Since that original discovery, archaeologists have learned a great deal about the Indus civilization. Among the artifacts they have found are small seals like the ones above that contain what appears to be writing. Despite the best efforts of the archaeologists and linguists, however, no one has yet been able to decipher even one word from any of the seals.
Part of the challenge of deciphering the script is that linguists know of no related languages from which they can start their studies. In fact, no one knows even the first thing about the Indus language, though linguists have various theories. Some believe that the characters found in Indus writings are part of an alphabet, like that of the Phoenicians. Others believe that each character represents an object or an idea, like characters in Sumerian and Egyptian writing. Even among scholars who agree that characters represent objects, there is much disagreement. One symbol on the elephant tile in the picture, for example, has been variously identified as a fish, a twist of rope, and a noble title. Until such disputes can be resolved, there is little chance that the language can be translated.
India's Geography
The Indus River, home of one of the ancient world’s great river valley civilizations, flows across the northwest edge of the Indian subcontinent. As its name implies, most of the Indian subcontinent is occupied by the country of India.
The Indian subcontinent includes three major geographic zones. In the far north are the Himalaya and Hindu Kush mountain systems, which separate India from the rest of Asia. In the south is the Deccan Plateau, a high plateau that receives less rain than other parts of the subcontinent. Between the mountains and the plateau are the Northern Plains, where society first developed in India. Flood deposits from three rivers—the Indus, Ganges, and Brahmaputra—enrich the soil of the plains, making it very fertile.
Heavy rains also add to the fertility of the Northern Plains. Much of this rain is brought to India by seasonal winds called monsoons. During the summer months, monsoon winds from the southwest bring warm air and heavy rains from the Indian Ocean. Most of India’s annual rainfall occurs at this time. In the winter, northeast monsoons blow cool, dry air from Central Asia, resulting in drier months.
▬▬▬
### Tasks and exercises
1 – Extract the portion of the Indus passage between "Part of the" and "can be translated.", inclusive.
2 – In the entries, reproduce every line between the lines holding "Every instance of the suv hood" and "[[492, 456], [609, 371]]", inclusive, and shift each answer coordinate by adding 135 to it. Give only those lines.

Point annotation records
▬▬▬
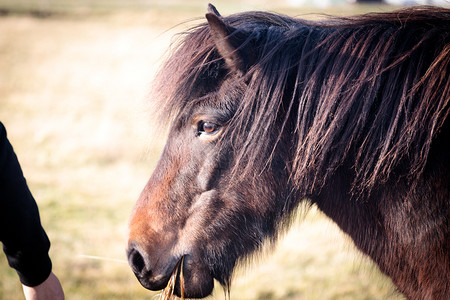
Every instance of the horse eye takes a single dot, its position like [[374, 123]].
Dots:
[[207, 127]]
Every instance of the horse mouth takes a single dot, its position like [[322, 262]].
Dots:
[[185, 281]]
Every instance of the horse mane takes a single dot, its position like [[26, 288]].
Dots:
[[369, 91]]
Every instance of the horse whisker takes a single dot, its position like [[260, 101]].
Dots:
[[167, 292]]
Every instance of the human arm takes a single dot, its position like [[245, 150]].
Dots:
[[25, 242]]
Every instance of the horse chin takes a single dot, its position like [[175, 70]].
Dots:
[[197, 281]]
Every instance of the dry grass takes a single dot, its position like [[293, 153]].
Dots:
[[74, 103]]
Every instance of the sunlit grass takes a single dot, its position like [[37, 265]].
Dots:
[[73, 98]]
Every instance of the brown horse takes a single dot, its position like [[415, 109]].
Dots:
[[266, 111]]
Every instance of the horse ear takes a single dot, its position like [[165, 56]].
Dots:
[[226, 43]]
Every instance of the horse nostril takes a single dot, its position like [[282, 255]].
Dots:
[[136, 260]]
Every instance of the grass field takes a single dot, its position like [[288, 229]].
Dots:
[[74, 82]]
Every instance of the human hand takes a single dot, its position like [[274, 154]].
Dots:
[[50, 289]]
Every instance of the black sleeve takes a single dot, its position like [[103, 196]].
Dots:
[[25, 242]]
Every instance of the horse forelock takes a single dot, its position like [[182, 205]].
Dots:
[[370, 91]]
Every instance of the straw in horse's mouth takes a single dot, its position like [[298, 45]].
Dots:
[[167, 292]]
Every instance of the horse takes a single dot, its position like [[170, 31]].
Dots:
[[266, 111]]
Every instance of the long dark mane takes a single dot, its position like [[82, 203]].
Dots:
[[371, 91]]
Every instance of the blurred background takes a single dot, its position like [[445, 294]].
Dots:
[[74, 96]]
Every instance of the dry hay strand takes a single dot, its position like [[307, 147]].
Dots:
[[167, 292]]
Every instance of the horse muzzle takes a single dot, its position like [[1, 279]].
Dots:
[[155, 274]]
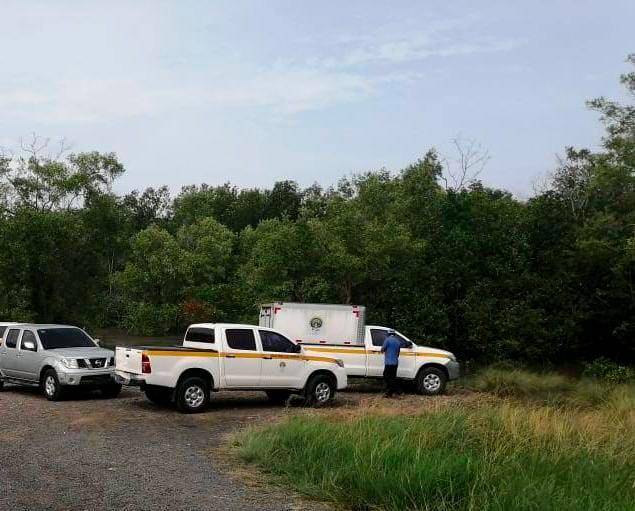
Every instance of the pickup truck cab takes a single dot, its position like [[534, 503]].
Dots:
[[56, 357], [429, 368], [225, 356]]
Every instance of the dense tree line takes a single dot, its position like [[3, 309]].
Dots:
[[462, 266]]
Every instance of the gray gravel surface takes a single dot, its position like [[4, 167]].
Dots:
[[87, 453]]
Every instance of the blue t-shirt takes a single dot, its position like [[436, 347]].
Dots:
[[391, 349]]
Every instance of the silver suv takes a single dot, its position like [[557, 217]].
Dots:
[[56, 357]]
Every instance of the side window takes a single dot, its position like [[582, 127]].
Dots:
[[241, 339], [272, 341], [11, 340], [378, 336], [27, 336], [200, 335]]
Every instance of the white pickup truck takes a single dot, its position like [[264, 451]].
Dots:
[[340, 331], [229, 357]]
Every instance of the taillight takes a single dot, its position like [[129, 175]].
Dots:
[[146, 368]]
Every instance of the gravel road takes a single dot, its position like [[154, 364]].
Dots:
[[87, 453]]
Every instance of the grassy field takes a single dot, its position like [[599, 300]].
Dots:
[[524, 442]]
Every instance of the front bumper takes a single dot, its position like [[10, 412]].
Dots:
[[84, 377], [454, 369]]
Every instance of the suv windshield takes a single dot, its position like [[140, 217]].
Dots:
[[54, 338]]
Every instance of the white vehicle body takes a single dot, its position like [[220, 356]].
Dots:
[[339, 331], [229, 357]]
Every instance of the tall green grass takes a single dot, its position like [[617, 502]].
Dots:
[[506, 456], [547, 388]]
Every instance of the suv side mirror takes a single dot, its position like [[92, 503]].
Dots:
[[29, 346]]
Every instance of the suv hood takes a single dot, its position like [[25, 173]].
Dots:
[[82, 352]]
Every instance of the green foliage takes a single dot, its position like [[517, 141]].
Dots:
[[492, 456], [609, 371]]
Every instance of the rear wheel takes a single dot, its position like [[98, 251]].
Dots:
[[110, 391], [320, 390], [192, 395], [278, 397], [431, 381], [158, 395], [51, 386]]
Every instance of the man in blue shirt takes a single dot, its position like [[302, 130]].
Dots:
[[391, 349]]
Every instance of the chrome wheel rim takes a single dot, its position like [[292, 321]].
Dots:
[[431, 382], [194, 396], [49, 385], [322, 392]]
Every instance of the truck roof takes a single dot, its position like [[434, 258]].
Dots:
[[232, 325], [45, 325]]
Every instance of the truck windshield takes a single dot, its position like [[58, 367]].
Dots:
[[55, 338]]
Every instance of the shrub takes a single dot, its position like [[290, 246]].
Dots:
[[149, 319], [609, 371]]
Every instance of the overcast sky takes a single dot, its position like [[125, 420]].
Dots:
[[252, 92]]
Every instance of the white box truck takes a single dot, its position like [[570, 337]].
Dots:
[[341, 331]]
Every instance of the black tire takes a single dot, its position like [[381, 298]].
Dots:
[[320, 390], [51, 387], [278, 397], [158, 395], [110, 391], [431, 381], [192, 395]]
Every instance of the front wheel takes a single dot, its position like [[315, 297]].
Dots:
[[51, 386], [320, 390], [192, 395], [431, 381], [110, 391]]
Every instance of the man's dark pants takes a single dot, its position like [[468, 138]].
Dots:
[[390, 377]]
▬▬▬
### Answers by task
1 –
Part of the challenge of deciphering the script is that linguists know of no related languages from which they can start their studies. In fact, no one knows even the first thing about the Indus language, though linguists have various theories. Some believe that the characters found in Indus writings are part of an alphabet, like that of the Phoenicians. Others believe that each character represents an object or an idea, like characters in Sumerian and Egyptian writing. Even among scholars who agree that characters represent objects, there is much disagreement. One symbol on the elephant tile in the picture, for example, has been variously identified as a fish, a twist of rope, and a noble title. Until such disputes can be resolved, there is little chance that the language can be translated.

2 –
Every instance of the suv hood takes a single dot, its position like [[25, 173]].
Dots:
[[217, 487]]
Every instance of the green foliage takes a single dot, its position like [[517, 141]].
Dots:
[[627, 591], [744, 506]]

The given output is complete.